**Prompt:** Only lines containing "block" are wanted from the data below. Copy those lines.

Saved entries:

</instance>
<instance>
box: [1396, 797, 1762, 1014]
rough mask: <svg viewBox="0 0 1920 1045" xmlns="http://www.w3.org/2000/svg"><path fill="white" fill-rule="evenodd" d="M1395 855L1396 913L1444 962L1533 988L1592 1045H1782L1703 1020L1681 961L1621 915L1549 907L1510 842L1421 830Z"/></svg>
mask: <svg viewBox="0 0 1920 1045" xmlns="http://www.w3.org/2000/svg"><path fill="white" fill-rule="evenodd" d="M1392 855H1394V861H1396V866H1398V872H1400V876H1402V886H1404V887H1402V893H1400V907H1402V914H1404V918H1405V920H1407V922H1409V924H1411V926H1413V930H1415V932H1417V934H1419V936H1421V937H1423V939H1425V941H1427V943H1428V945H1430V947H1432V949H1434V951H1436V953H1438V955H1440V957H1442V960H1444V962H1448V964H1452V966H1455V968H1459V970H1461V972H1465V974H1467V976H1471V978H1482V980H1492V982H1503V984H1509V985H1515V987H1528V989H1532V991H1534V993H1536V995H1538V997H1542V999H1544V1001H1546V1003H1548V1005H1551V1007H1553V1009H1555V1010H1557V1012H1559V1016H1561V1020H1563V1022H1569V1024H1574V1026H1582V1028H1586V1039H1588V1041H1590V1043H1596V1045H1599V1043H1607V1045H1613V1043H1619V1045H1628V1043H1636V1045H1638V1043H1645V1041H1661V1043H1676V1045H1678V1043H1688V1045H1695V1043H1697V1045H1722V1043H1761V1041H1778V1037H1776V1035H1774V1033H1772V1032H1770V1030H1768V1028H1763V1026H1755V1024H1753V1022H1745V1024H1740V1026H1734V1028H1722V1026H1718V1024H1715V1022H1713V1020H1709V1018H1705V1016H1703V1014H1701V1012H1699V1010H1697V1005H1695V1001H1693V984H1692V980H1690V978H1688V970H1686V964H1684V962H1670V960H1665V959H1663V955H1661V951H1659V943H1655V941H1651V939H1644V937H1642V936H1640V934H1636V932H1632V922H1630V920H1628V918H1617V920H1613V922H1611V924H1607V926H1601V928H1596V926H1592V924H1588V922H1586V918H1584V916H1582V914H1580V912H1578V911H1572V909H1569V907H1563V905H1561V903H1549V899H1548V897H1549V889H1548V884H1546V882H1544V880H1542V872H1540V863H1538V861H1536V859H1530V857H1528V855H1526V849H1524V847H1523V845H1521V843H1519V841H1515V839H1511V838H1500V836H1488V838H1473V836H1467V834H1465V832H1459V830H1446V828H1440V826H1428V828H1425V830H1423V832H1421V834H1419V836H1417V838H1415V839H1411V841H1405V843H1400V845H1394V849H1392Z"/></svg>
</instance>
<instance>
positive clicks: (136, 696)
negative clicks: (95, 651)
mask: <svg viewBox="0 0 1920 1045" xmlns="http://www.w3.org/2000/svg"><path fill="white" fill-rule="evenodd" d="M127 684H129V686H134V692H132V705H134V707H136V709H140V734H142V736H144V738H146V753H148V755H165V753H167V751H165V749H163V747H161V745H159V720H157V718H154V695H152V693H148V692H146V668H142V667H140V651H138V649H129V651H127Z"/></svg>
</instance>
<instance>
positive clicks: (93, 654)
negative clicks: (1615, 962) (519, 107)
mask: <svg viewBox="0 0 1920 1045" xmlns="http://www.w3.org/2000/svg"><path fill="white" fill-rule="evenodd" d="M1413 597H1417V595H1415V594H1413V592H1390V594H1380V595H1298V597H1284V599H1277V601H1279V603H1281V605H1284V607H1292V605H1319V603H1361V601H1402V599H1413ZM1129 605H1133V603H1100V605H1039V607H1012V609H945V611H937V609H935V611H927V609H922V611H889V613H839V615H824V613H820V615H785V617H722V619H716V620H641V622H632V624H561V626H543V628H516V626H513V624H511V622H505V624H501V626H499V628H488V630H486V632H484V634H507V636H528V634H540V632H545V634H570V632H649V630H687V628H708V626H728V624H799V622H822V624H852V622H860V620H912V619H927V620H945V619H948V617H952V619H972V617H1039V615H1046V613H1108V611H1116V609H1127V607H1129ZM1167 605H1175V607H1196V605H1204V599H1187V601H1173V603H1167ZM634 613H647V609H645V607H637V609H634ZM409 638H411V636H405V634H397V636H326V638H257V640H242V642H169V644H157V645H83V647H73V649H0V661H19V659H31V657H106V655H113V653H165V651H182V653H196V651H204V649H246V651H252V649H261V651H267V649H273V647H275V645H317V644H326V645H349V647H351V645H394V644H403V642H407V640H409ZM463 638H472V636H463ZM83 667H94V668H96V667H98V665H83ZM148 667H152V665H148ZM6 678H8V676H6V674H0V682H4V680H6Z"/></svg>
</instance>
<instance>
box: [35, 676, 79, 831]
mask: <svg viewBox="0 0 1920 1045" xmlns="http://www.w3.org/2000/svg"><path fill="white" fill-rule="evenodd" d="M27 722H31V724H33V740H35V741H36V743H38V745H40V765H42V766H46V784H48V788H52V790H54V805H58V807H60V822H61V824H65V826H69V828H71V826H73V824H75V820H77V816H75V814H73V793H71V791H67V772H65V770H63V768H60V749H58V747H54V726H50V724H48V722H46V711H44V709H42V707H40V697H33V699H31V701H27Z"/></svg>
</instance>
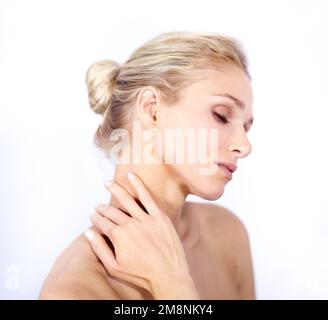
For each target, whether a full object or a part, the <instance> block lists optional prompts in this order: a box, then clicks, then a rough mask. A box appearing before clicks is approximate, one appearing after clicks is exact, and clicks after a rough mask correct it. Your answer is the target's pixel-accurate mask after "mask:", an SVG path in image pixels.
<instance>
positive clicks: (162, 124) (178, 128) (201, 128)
mask: <svg viewBox="0 0 328 320" xmlns="http://www.w3.org/2000/svg"><path fill="white" fill-rule="evenodd" d="M202 75H204V77H203V79H202V80H197V82H195V83H193V84H191V85H189V86H187V87H186V88H184V89H183V91H182V92H181V97H182V98H181V100H180V101H178V102H177V104H175V105H171V106H169V107H167V108H163V109H162V110H161V123H160V126H161V129H164V128H175V129H179V128H180V129H188V130H189V129H192V130H194V131H195V134H196V135H197V130H198V129H205V131H206V132H207V135H206V137H207V141H206V140H205V141H206V142H204V143H206V144H207V146H206V147H207V151H206V156H207V157H208V162H207V164H208V165H204V164H201V163H199V161H198V163H187V162H186V160H185V162H184V163H182V164H176V163H172V164H170V165H169V168H170V174H173V175H175V176H176V178H177V179H178V180H179V181H180V183H182V184H183V185H184V186H185V187H186V188H187V189H188V191H189V193H191V194H195V195H198V196H200V197H201V198H203V199H206V200H216V199H218V198H219V197H220V196H221V195H222V194H223V192H224V187H225V185H226V184H227V183H228V182H229V181H231V178H229V174H228V175H227V173H225V169H224V167H222V166H218V165H217V164H216V163H217V162H228V163H231V164H234V165H236V166H238V160H239V158H244V157H246V156H248V155H249V154H250V152H251V144H250V141H249V139H248V137H247V133H248V131H249V130H250V127H251V125H252V118H253V113H252V103H253V95H252V89H251V84H250V80H249V79H248V77H247V76H246V74H245V73H244V72H243V71H242V70H241V69H239V68H237V67H229V69H227V70H225V71H215V70H206V71H204V72H202ZM212 129H215V130H214V132H215V134H216V135H217V137H216V138H217V142H215V144H214V145H211V146H210V145H209V144H210V138H209V137H210V134H209V132H210V130H212ZM197 139H198V137H197ZM187 140H188V139H187ZM193 140H195V139H193ZM199 141H200V140H199ZM213 141H215V140H213ZM187 143H188V142H187ZM202 147H204V146H201V145H200V144H198V145H197V148H198V149H199V148H202ZM172 148H175V146H173V145H172V143H165V145H164V149H165V153H166V154H167V153H172V152H173V153H176V151H177V150H178V148H176V149H175V150H172ZM198 149H197V150H198ZM180 150H181V149H180ZM184 150H185V151H184V156H185V159H186V158H188V157H189V156H190V153H191V152H194V151H195V150H194V146H193V147H191V148H188V146H187V145H185V146H184ZM188 159H194V158H192V156H191V158H188ZM209 165H211V166H212V168H213V167H215V170H214V171H215V172H213V170H212V172H213V173H211V174H204V173H201V172H204V171H201V168H203V169H204V168H206V167H209ZM237 172H238V170H237ZM234 175H236V173H234V174H232V176H234Z"/></svg>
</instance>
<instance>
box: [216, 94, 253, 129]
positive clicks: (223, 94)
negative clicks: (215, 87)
mask: <svg viewBox="0 0 328 320" xmlns="http://www.w3.org/2000/svg"><path fill="white" fill-rule="evenodd" d="M212 96H220V97H224V98H228V99H230V100H232V101H233V102H234V103H235V105H236V106H237V107H238V108H239V109H241V110H245V104H244V102H242V101H241V100H239V99H238V98H236V97H234V96H232V95H231V94H227V93H222V94H218V93H217V94H212ZM253 122H254V118H253V117H252V118H250V119H249V120H248V121H247V123H248V124H249V125H252V124H253Z"/></svg>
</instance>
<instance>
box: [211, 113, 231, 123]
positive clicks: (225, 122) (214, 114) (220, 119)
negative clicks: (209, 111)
mask: <svg viewBox="0 0 328 320" xmlns="http://www.w3.org/2000/svg"><path fill="white" fill-rule="evenodd" d="M214 116H215V117H216V118H217V119H219V121H220V122H222V123H228V122H229V121H228V120H227V118H225V117H224V116H221V115H220V114H219V113H216V112H214Z"/></svg>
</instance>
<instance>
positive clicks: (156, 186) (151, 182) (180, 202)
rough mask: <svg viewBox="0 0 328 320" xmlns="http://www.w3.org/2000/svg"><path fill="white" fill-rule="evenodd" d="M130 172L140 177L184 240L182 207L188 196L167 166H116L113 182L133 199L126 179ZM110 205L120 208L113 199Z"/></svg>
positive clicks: (111, 198)
mask: <svg viewBox="0 0 328 320" xmlns="http://www.w3.org/2000/svg"><path fill="white" fill-rule="evenodd" d="M128 171H131V172H132V173H135V174H136V175H138V177H140V178H141V179H142V180H143V182H144V183H145V185H146V187H147V189H148V191H149V192H150V194H151V196H152V198H153V199H154V201H155V203H156V204H157V205H158V207H159V208H160V209H161V210H162V212H163V213H165V214H166V215H167V216H168V217H169V218H170V220H171V221H172V224H173V225H174V227H175V229H176V231H177V233H178V235H179V237H180V239H182V238H184V236H185V234H186V232H187V230H186V228H187V226H186V221H185V217H184V215H183V210H182V209H183V207H184V205H185V200H186V196H187V194H188V192H187V190H186V188H185V187H184V186H183V185H182V184H181V183H179V182H178V181H177V179H176V177H174V176H173V174H172V172H171V171H170V169H169V167H168V166H165V165H156V164H153V165H148V164H147V165H122V164H121V165H117V166H116V168H115V173H114V178H113V180H114V181H116V182H117V183H119V184H120V185H121V186H122V187H123V188H125V189H126V190H127V191H128V192H129V193H130V194H131V195H132V196H133V197H134V198H137V193H136V191H135V190H134V187H133V186H132V185H131V183H130V182H129V180H128V179H127V173H128ZM110 205H112V206H115V207H118V208H121V206H120V205H119V203H118V202H117V200H116V199H115V198H114V197H111V201H110Z"/></svg>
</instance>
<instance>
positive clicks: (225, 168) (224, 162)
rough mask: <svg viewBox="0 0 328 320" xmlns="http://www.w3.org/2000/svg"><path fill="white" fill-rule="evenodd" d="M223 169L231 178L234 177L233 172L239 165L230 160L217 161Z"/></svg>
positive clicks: (226, 173)
mask: <svg viewBox="0 0 328 320" xmlns="http://www.w3.org/2000/svg"><path fill="white" fill-rule="evenodd" d="M216 164H217V165H218V166H219V168H220V169H221V171H222V172H223V173H224V174H225V175H226V176H227V177H228V178H229V179H232V173H233V172H235V171H236V170H237V166H236V165H235V164H233V163H228V162H216Z"/></svg>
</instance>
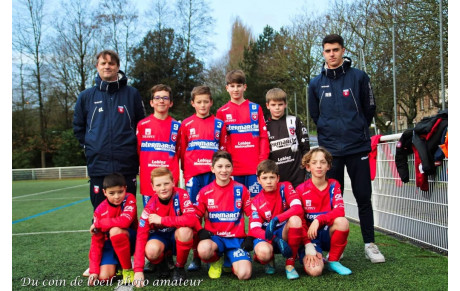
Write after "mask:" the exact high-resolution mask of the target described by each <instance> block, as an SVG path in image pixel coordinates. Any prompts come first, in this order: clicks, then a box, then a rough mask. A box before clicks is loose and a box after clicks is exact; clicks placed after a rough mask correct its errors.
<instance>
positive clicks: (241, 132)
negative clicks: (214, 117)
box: [216, 70, 269, 197]
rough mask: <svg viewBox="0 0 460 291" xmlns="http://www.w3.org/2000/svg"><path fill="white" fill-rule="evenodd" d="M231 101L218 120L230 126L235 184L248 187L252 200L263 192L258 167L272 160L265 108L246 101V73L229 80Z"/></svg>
mask: <svg viewBox="0 0 460 291" xmlns="http://www.w3.org/2000/svg"><path fill="white" fill-rule="evenodd" d="M225 81H226V83H227V85H226V86H225V88H226V90H227V92H228V93H229V94H230V101H229V102H228V103H227V104H225V105H224V106H222V107H221V108H219V109H218V110H217V114H216V116H217V118H219V119H221V120H223V121H224V126H225V127H226V131H227V136H226V145H225V148H226V150H227V151H228V152H229V153H230V154H231V155H232V158H233V162H234V165H233V166H234V169H233V176H234V179H235V181H238V182H240V183H242V184H243V185H245V186H246V187H247V188H248V189H249V192H250V193H251V197H255V196H256V195H257V194H258V193H259V191H260V190H261V187H260V184H259V183H258V182H257V175H256V170H257V165H258V164H259V162H260V161H263V160H265V159H267V158H268V154H269V145H268V135H267V127H266V124H265V119H264V116H263V112H262V108H261V107H260V106H259V105H258V104H256V103H253V102H250V101H249V100H246V99H245V98H244V91H246V87H247V85H246V77H245V74H244V72H243V71H241V70H233V71H230V72H228V73H227V75H226V77H225Z"/></svg>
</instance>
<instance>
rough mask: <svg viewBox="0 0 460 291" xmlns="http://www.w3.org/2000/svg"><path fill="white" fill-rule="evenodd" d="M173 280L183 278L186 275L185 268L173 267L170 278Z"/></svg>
mask: <svg viewBox="0 0 460 291" xmlns="http://www.w3.org/2000/svg"><path fill="white" fill-rule="evenodd" d="M171 279H172V280H173V281H174V280H177V281H180V280H185V279H186V275H185V269H184V268H179V267H174V271H173V275H172V278H171Z"/></svg>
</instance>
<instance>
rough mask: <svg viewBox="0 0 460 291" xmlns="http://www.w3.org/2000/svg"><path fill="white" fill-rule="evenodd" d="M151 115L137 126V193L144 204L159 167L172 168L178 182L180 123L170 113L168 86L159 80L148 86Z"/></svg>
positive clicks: (170, 169)
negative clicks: (175, 119)
mask: <svg viewBox="0 0 460 291" xmlns="http://www.w3.org/2000/svg"><path fill="white" fill-rule="evenodd" d="M150 91H151V96H150V106H152V108H153V109H154V112H153V114H152V115H150V116H148V117H146V118H144V119H142V120H141V121H140V122H139V123H138V125H137V130H136V136H137V150H138V153H139V165H140V171H139V181H140V184H141V186H140V193H141V194H142V198H143V199H142V201H143V204H144V206H145V205H146V204H147V202H148V201H149V200H150V198H151V197H152V196H153V195H154V194H153V188H152V186H151V182H150V173H151V172H152V170H153V169H156V168H158V167H166V168H169V169H170V170H171V172H172V173H173V177H174V182H175V184H176V185H178V183H179V155H178V147H179V143H178V140H179V138H180V136H179V128H180V123H179V122H178V121H176V120H175V119H174V118H172V117H171V116H170V115H169V108H171V107H172V106H173V100H172V91H171V87H169V86H167V85H164V84H158V85H155V86H153V87H152V89H150Z"/></svg>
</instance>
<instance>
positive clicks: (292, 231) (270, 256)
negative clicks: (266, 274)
mask: <svg viewBox="0 0 460 291" xmlns="http://www.w3.org/2000/svg"><path fill="white" fill-rule="evenodd" d="M257 180H258V181H259V183H260V184H261V185H262V188H263V189H262V191H260V193H259V194H258V195H257V196H256V197H255V198H254V199H253V200H252V205H251V210H252V214H251V216H250V217H249V233H248V235H250V236H253V237H255V238H256V239H255V240H254V253H255V254H254V259H255V260H256V261H258V262H260V263H261V264H263V265H265V273H267V274H273V273H275V262H274V259H275V257H274V254H275V253H281V254H282V255H283V256H284V257H285V258H286V267H285V269H286V276H287V278H288V279H289V280H291V279H297V278H299V274H298V273H297V271H296V270H295V268H294V264H295V259H296V257H297V251H298V249H299V247H300V246H301V245H304V244H305V243H307V242H309V241H307V239H306V231H305V228H306V223H305V220H304V218H303V215H302V214H303V211H302V204H301V202H300V198H299V195H297V193H296V192H295V191H294V188H293V187H292V185H291V183H290V182H279V180H280V176H279V169H278V166H277V165H276V163H275V162H274V161H272V160H265V161H262V162H261V163H260V164H259V165H258V166H257Z"/></svg>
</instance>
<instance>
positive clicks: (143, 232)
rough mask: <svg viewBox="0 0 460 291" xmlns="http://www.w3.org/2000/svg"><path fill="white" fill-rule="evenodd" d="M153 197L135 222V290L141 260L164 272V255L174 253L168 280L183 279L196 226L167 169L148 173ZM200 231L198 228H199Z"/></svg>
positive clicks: (184, 199)
mask: <svg viewBox="0 0 460 291" xmlns="http://www.w3.org/2000/svg"><path fill="white" fill-rule="evenodd" d="M151 181H152V184H151V187H152V188H153V190H154V193H155V194H154V196H153V197H152V198H151V199H150V200H149V202H148V203H147V205H146V206H145V207H144V210H143V211H142V214H141V217H140V219H139V228H138V232H137V241H136V252H135V254H134V272H135V274H134V280H135V282H136V285H138V287H141V285H142V282H143V281H144V273H143V270H144V262H145V259H144V258H145V257H147V259H148V260H149V261H150V262H151V263H152V264H154V265H156V264H160V270H161V271H168V266H167V265H166V261H165V253H167V252H175V253H176V264H175V267H174V272H173V276H172V280H185V270H184V266H185V263H186V262H187V257H188V254H189V252H190V249H191V247H192V244H193V229H192V228H196V227H197V224H199V222H198V220H197V218H196V216H195V209H194V207H193V205H192V202H191V201H190V198H189V196H188V193H187V191H185V190H183V189H181V188H177V187H174V180H173V175H172V173H171V171H170V170H169V169H168V168H165V167H160V168H156V169H154V170H153V171H152V172H151ZM199 228H201V227H199Z"/></svg>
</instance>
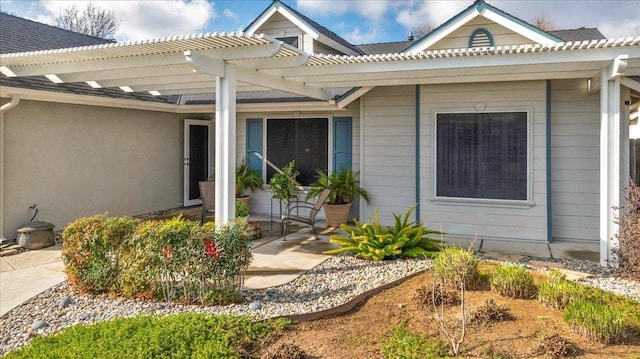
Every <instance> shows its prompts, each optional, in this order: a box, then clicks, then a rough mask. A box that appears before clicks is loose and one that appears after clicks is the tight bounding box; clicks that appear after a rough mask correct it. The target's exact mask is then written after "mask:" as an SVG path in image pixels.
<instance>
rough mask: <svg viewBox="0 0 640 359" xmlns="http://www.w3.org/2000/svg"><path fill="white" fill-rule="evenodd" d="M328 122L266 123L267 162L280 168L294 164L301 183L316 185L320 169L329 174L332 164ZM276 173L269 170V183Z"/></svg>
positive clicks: (293, 122)
mask: <svg viewBox="0 0 640 359" xmlns="http://www.w3.org/2000/svg"><path fill="white" fill-rule="evenodd" d="M328 148H329V119H327V118H302V119H267V146H266V149H267V153H266V154H267V158H268V159H269V161H271V162H272V163H273V164H275V165H276V166H278V167H279V168H283V167H284V166H286V165H287V164H288V163H289V162H290V161H292V160H295V161H296V166H295V169H296V170H297V171H299V172H300V176H298V182H300V184H301V185H303V186H308V185H310V184H311V183H313V182H315V174H316V170H317V169H321V170H324V171H327V169H328V167H329V166H328V162H329V152H328V151H329V150H328ZM274 174H275V170H274V169H273V168H271V166H267V176H266V180H267V183H268V182H269V180H270V179H271V176H273V175H274Z"/></svg>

**Result of the exercise:**
For each target, whether a full object or a part, the <instance> block lists optional prompts in this order: a box, then clicks, then a rough mask. A box appearing before clicks is approximate, one appearing after clicks is exact, and clicks after a rough mask correct it. Your answer is the target's pixel-accurate mask after "mask:", an SVG path in image pixels.
Write after "mask:" the exact high-resolution mask of the target described by each <instance> block, as an SVG path in image pixel coordinates. Any prompts come first, in this order: clicks, then a box, then a rough mask. A box before clicks is loose and a box after clicks is exact; clicks placed after a rough mask correct its errors.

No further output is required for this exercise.